(REQUIREMENT 1): Duplicate the records word for word, starting with the line that contains "out like [252,239]." and ending with the last line of the records.

(PASSAGE TO READ):
* * * * * * *

Architecture

Strangler Fig in Practice: Replacing a Monolith Without a Big-Bang Rewrite

Ravinder·April 3, 2026·9 min read

ArchitectureMicroservicesMigrationStrangler FigMonolith

Strangler Fig in Practice: Replacing a Monolith Without a Big-Bang Rewrite

Why Most Rewrites Fail Before They Ship

I have watched three full rewrites crater in my career. Two were declared victories that quietly reverted within eighteen months. One was cancelled at 70% complete after burning two years of engineering effort. The pattern is so common it has a name: the second-system effect. You escape one set of problems only to import a fresh set you did not anticipate.

The Strangler Fig pattern is the antidote. Named after the strangler fig tree — which grows around a host tree, gradually replacing it while the host continues to stand — it gives you a disciplined, incremental path out of a monolith. Traffic routes through a proxy. New functionality lands in new services. Old functionality migrates piece by piece. Eventually the monolith is empty and you decommission it. No big bang. No parallel system maintained forever. No rewrite death march.

This post is a practitioner's guide. I will cover the proxy layer, extraction sequencing, data migration, testing strategy, and the signals that tell you a migration is complete.

The Core Mechanic

The pattern has three moving parts working together at all times.

flowchart TD Client["Client / API Consumer"] --> Proxy["Facade Proxy\n(nginx / API Gateway / BFF)"] Proxy -->|"Legacy routes"| Monolith["Legacy Monolith"] Proxy -->|"Migrated routes"| Services["New Microservices"] Monolith -.->|"Async events\n(Outbox / CDC)"| Services Services -.->|"Read fallback\n(if data not migrated)"| Monolith style Proxy fill:#DBEAFE,stroke:#3B82F6 style Monolith fill:#FEF3C7,stroke:#D97706 style Services fill:#D1FAE5,stroke:#10B981

The Facade Proxy is the linchpin. It intercepts every request and routes it either to the monolith or to a new service. Routing rules are configuration — you flip a flag to redirect a path, not redeploy the monolith. The proxy is your control plane for the migration.

The New Services are built fresh, in your target stack, with proper domain boundaries. They are production services from day one, not prototypes. They receive real traffic as soon as a route is redirected.

The Monolith keeps running. It serves unextracted routes. It processes unextracted background jobs. It shrinks as extraction proceeds, but it never goes cold until you are ready.

Phase 1 — Installing the Proxy

The first step has nothing to do with rewriting anything. You put a proxy in front of the monolith and pass all traffic straight through. The monolith sees no change. Consumers see no change. But now you own the routing layer.

* * * * * * *

(EXTRACTED DATA):

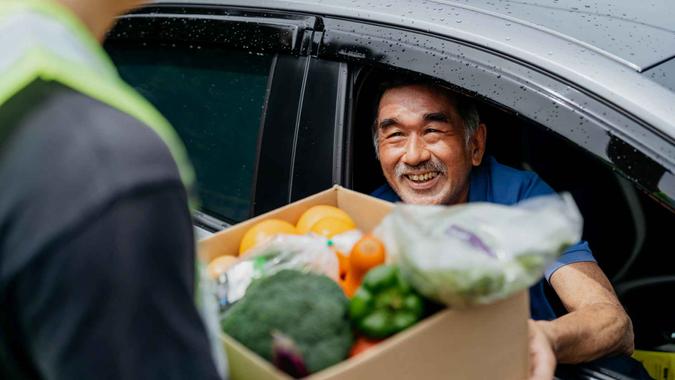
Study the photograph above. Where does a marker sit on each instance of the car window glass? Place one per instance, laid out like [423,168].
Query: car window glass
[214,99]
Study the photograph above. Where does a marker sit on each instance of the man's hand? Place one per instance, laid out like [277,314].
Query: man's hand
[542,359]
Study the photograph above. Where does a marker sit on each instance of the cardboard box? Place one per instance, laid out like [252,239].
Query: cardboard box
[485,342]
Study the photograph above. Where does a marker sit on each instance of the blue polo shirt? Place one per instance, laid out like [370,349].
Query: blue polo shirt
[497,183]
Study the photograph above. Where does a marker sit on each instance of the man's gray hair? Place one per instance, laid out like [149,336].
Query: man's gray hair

* * * * * * *

(REQUIREMENT 2): Write the next part of the article on replacing a monolith with the Strangler Fig pattern, continuing from its final sentence.

(EXPECTED ANSWER 1):
Study the photograph above. Where does a marker sit on each instance of the cardboard box? Place one per instance, laid out like [252,239].
Query: cardboard box
[485,342]
Study the photograph above. Where does a marker sit on each instance of the blue polo shirt? Place one per instance, laid out like [370,349].
Query: blue polo shirt
[497,183]
Study the photograph above. Where does a marker sit on each instance of the man's gray hair? Place one per instance, laid out like [149,336].
Query: man's gray hair

(EXPECTED ANSWER 2):
sequenceDiagram participant C as Client participant P as Proxy participant M as Monolith C->>P: GET /api/orders/123 P->>M: GET /api/orders/123 (passthrough) M-->>P: 200 OK P-->>C: 200 OK

For most teams the right proxy is an API gateway (Kong, AWS API Gateway, Traefik) or a thin Backend-for-Frontend (BFF) you own. Avoid adding business logic here — the proxy should route, authenticate, and observe. Nothing else.

What to instrument from day one

Before you migrate a single route, you need observability on the proxy. You need to know:

Which routes exist and their traffic volume (you will be surprised)
Latency and error rates per route (your baseline)
Which clients call which routes (consumer mapping for breaking-change risk assessment)

# Traefik label example — route /api/orders to legacy
traefik.http.routers.orders-legacy.rule: PathPrefix(`/api/orders`)
traefik.http.routers.orders-legacy.service: monolith
traefik.http.middlewares.orders-legacy.headers.customrequestheaders.X-Route-Version: legacy

Phase 1 is complete when every request flows through the proxy and you have dashboards for every route. This typically takes one to two weeks.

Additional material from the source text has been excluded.